▶ **Task requirements**: Copy the data below word for word.

>> Start Dataset records

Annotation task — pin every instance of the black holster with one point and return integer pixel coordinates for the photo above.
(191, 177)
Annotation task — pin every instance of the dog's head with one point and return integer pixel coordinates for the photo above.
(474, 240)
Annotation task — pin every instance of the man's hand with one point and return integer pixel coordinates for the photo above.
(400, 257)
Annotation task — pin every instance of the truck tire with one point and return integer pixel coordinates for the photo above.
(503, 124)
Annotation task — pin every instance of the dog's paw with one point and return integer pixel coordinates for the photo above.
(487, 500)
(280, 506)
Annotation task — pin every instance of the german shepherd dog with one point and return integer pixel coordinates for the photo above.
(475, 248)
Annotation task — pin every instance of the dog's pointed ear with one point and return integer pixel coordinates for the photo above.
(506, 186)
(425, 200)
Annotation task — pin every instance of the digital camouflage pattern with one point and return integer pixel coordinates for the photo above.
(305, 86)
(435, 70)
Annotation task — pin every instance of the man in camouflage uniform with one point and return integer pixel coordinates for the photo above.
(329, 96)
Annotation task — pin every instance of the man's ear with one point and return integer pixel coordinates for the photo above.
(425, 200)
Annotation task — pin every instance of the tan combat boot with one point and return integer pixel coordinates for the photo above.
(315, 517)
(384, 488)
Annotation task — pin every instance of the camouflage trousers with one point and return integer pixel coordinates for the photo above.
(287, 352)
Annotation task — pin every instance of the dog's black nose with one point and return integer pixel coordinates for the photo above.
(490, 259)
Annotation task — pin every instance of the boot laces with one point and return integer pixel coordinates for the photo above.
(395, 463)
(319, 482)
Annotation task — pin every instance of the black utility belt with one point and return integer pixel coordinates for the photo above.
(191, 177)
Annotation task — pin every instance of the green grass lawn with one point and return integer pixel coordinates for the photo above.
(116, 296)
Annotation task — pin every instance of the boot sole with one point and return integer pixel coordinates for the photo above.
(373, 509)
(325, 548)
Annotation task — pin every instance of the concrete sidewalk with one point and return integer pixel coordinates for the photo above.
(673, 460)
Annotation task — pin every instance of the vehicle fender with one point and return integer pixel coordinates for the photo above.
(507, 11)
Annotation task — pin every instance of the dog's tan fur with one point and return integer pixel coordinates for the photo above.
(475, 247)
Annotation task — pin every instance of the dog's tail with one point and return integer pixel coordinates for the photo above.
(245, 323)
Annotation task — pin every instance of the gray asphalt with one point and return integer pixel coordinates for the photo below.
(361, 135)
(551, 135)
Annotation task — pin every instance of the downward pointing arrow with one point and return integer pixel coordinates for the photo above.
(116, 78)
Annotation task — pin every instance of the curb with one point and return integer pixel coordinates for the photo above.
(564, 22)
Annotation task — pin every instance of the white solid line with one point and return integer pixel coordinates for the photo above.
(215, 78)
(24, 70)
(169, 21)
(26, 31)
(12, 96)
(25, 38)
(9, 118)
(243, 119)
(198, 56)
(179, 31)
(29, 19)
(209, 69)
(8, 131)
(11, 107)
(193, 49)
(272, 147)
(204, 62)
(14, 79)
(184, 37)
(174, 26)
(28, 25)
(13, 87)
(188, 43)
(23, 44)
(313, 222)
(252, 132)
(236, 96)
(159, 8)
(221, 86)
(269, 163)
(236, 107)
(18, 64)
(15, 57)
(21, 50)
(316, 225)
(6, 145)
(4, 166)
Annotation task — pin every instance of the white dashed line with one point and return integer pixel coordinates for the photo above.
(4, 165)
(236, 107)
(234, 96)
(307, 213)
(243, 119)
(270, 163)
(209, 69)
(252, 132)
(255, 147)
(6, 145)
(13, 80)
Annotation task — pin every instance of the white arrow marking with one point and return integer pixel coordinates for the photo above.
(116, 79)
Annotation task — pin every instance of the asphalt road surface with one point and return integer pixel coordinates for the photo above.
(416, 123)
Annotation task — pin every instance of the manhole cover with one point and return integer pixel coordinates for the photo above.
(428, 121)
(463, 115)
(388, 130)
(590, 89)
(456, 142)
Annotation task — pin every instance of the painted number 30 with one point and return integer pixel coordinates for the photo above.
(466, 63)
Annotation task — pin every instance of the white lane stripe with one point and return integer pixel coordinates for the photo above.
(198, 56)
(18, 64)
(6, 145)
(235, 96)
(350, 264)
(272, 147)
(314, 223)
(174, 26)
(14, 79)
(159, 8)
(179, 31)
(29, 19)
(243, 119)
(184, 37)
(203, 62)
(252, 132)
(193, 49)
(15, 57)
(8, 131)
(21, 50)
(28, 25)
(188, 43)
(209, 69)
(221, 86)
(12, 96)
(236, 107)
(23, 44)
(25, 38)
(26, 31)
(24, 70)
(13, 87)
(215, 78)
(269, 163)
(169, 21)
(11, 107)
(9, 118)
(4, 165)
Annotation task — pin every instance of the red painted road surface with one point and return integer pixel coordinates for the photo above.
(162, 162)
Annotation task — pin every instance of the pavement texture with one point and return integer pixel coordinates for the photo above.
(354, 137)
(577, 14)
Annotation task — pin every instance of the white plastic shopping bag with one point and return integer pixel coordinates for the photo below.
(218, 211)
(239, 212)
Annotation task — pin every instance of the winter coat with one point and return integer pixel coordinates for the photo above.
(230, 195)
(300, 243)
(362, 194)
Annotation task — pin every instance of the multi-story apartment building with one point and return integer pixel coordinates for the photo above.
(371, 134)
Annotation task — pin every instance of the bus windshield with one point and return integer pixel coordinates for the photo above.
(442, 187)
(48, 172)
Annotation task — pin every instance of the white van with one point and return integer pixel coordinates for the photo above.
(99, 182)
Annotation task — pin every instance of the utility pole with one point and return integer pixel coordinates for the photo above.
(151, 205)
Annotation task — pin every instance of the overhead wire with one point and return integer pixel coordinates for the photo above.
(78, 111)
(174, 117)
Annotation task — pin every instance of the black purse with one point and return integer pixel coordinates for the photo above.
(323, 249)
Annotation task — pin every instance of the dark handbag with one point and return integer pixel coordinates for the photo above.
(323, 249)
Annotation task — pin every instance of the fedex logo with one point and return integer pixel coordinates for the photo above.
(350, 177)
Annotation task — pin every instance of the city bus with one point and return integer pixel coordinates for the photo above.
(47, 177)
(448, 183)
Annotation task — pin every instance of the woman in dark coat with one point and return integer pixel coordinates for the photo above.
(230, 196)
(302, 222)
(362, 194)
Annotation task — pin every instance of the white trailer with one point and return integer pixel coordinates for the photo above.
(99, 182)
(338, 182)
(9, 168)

>> End Dataset records

▶ **Task result**:
Annotation task — pin every instance of the black holster with one point and return integer pixel coordinates for the photo above.
(191, 177)
Annotation task — pin every instance of the dog's head with one point and return integer pixel coordinates for the photo above.
(474, 240)
Annotation task — pin every instance of the man's hand with one point and return integer pixel coordinates for the photo above.
(400, 257)
Annotation task — pin every instance of the truck tire with one point and return integer pixel coordinates for the photo above.
(503, 124)
Annotation task — pin every instance of the dog's paw with one point and return integer pixel coordinates for the photo above.
(487, 500)
(280, 506)
Annotation task — pin every instance of the german shepherd dog with one point and return integer pixel coordinates for the photo above.
(475, 248)
Annotation task — pin every instance of the dog's pointed ear with one point and return integer pixel coordinates for the photo above.
(506, 186)
(425, 200)
Annotation task — pin every instance of the digital camouflage pattern with one point and return integer pixel coordinates for the photo above.
(305, 86)
(435, 70)
Annotation task — pin every instance of the man in camouflage uniform with one point and return integer pixel coordinates for the photo above.
(329, 96)
Annotation task — pin every instance of the man's ear with one point and return integer pixel coordinates for the photo above.
(425, 200)
Annotation task — pin every instance of the tan combat boot with one point and return integer pixel coordinates for the photo above.
(315, 517)
(384, 488)
Annotation task — pin every instance of the camouflage trousers with one point and return integer pixel coordinates for the photo above.
(287, 352)
Annotation task — pin every instance of the dog's black nose with one point and return integer pixel coordinates for the photo above.
(490, 259)
Annotation task — pin every instance of the boot laces with one point and return integer pixel coordinates for the photo above.
(395, 463)
(319, 482)
Annotation task — pin every instance of the black utility belt with one point and return integer pixel coordinates for the photo above.
(191, 177)
Annotation task — pin every instance of the green grass lawn with one point and return integer pixel coordinates for the photo above.
(116, 296)
Annotation task — pin every instance of the boot sole with one point and return integer pixel coordinates for the photo above.
(373, 509)
(325, 548)
Annotation task — pin every instance of the concrete sidewalk with one point and return integer pixel coordinates for the photo above.
(673, 460)
Annotation task — pin every instance of the vehicle fender with one point and return integer pixel coordinates for the photo above.
(507, 11)
Annotation task — pin every instance of the dog's tan fur with one point and return integer pixel coordinates for the photo above.
(475, 247)
Annotation task — pin every instance of the dog's tail with one point and return integer pixel coordinates for the photo above.
(245, 323)
Annotation task — pin every instance of the gray asphalt with one point and return integer pixel coordinates for the photo below.
(361, 135)
(551, 135)
Annotation task — pin every instance of the downward pointing arrow with one point and return integer pixel coordinates for the photo above.
(116, 78)
Annotation task — pin every instance of the curb with one point and return integer pixel coordinates for the photo above.
(564, 22)
Annotation task — pin every instance of the white solid line with one point and return integer pixel coordinates for the photo above.
(215, 78)
(24, 70)
(169, 21)
(26, 31)
(12, 96)
(25, 38)
(9, 118)
(243, 119)
(198, 56)
(179, 31)
(29, 19)
(209, 69)
(8, 131)
(11, 107)
(193, 49)
(272, 147)
(204, 62)
(14, 79)
(184, 37)
(174, 26)
(28, 25)
(13, 87)
(188, 43)
(23, 44)
(313, 222)
(252, 132)
(236, 96)
(159, 8)
(221, 86)
(269, 163)
(236, 107)
(18, 64)
(15, 57)
(21, 50)
(316, 225)
(6, 145)
(4, 166)
Annotation task — pin every instance of the white dashed line with one point and return integer pixel coordinates for the photo above.
(4, 165)
(236, 107)
(234, 96)
(307, 213)
(243, 119)
(270, 163)
(209, 69)
(252, 132)
(255, 147)
(6, 145)
(13, 80)
Annotation task — pin every instance of the white arrow marking with one point and return integer pixel coordinates for the photo above.
(116, 79)
Annotation task — pin every instance of the asphalt road surface with one point and return integer pixel coordinates for the photo above.
(416, 123)
Annotation task — pin every instance of the manhole cover with one point and return integer pixel coordinates for the photo above.
(428, 121)
(463, 115)
(388, 130)
(590, 89)
(456, 142)
Annotation task — pin every instance of the painted number 30 with one point and return integer pixel coordinates for the photo above.
(466, 63)
Annotation task — pin every instance of the white lane stripe with one point and return integer pixel coordinates for the photo above.
(198, 56)
(18, 64)
(6, 145)
(235, 96)
(350, 264)
(272, 147)
(314, 223)
(174, 26)
(14, 79)
(159, 8)
(179, 31)
(29, 19)
(243, 119)
(184, 37)
(203, 62)
(252, 132)
(193, 49)
(15, 57)
(8, 131)
(21, 50)
(28, 25)
(188, 43)
(209, 69)
(221, 86)
(12, 96)
(236, 107)
(23, 44)
(25, 38)
(26, 31)
(24, 70)
(13, 87)
(215, 78)
(269, 163)
(169, 21)
(11, 107)
(9, 118)
(4, 165)
Annotation task — pin every instance of the red painted road surface with one point and return integer pixel coordinates for the photo above.
(162, 162)
Annotation task — pin every instance of the pavement texture with one point and return integer pixel coordinates for the photo above.
(354, 137)
(577, 14)
Annotation task — pin every instance of the white plastic shopping bag with one point and return integer pixel coordinates for the photo below.
(218, 211)
(239, 212)
Annotation task — pin every instance of the winter coat with one point and return integer pixel coordinates for the photo above.
(230, 195)
(300, 243)
(362, 194)
Annotation task — pin every instance of the multi-story apartment building with one point and return integer pixel coordinates for the photo above.
(371, 134)
Annotation task — pin every instance of the bus windshield with one point and return integer pixel coordinates for the photo above.
(442, 187)
(48, 172)
Annotation task — pin every instance of the white van with one point and return integer pixel coordinates for the photo above.
(99, 182)
Annotation task — pin every instance of the utility pole with one point and return integer pixel coordinates for the photo above.
(151, 205)
Annotation task — pin every instance of the overhead wire with one point and return integer pixel coordinates for the photo above.
(78, 111)
(174, 117)
Annotation task — pin every instance of the black purse with one point and return integer pixel coordinates for the photo above.
(323, 249)
Annotation task — pin every instance of the dark handbag with one point and return integer pixel coordinates for the photo above.
(323, 249)
Annotation task — pin every instance of the fedex logo with one point and return integer pixel coordinates for the photo above.
(350, 177)
Annotation task — pin every instance of the city bus with one point and return integer pixel coordinates for the photo above.
(47, 177)
(448, 183)
Annotation task — pin every instance of the woman in dark coat with one point and return integer pixel coordinates for the photo above.
(230, 196)
(302, 222)
(362, 194)
Annotation task — pin every instance of the white trailer with one point and return integer pixel coordinates for the photo above.
(99, 182)
(338, 182)
(9, 168)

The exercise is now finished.